→ Given records:
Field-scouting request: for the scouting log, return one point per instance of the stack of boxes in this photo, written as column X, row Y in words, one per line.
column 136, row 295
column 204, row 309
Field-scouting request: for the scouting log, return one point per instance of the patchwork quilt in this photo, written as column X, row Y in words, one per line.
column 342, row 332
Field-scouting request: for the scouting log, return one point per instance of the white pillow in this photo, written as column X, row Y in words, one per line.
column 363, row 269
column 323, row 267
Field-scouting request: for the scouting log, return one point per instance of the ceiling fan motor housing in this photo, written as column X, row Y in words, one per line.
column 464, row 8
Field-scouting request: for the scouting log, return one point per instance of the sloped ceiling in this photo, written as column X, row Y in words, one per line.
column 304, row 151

→ Problem description:
The records above should be restated word for word, please.

→ The reply:
Field-scouting request: for the scouting log, return one point per instance of the stack of boxes in this photo, written as column X, row Y in words, one per line.
column 136, row 295
column 204, row 309
Field-scouting request: for the scouting log, return one point per instance of the patchwork quilt in this photo, written as column X, row Y in words, one per line.
column 342, row 332
Field-scouting request: for the scouting log, return one point per instance of the white pillow in this photo, written as column X, row Y in words, one per line.
column 363, row 269
column 323, row 267
Field-scouting request: for the scouting log, return one point per instance of the ceiling fan motor housing in this photo, written as column X, row Y in words, one per line.
column 464, row 8
Field-scouting request: for the scouting log, return one point per instance of the sloped ceiling in this photo, written as column X, row Y in words, one per line.
column 304, row 151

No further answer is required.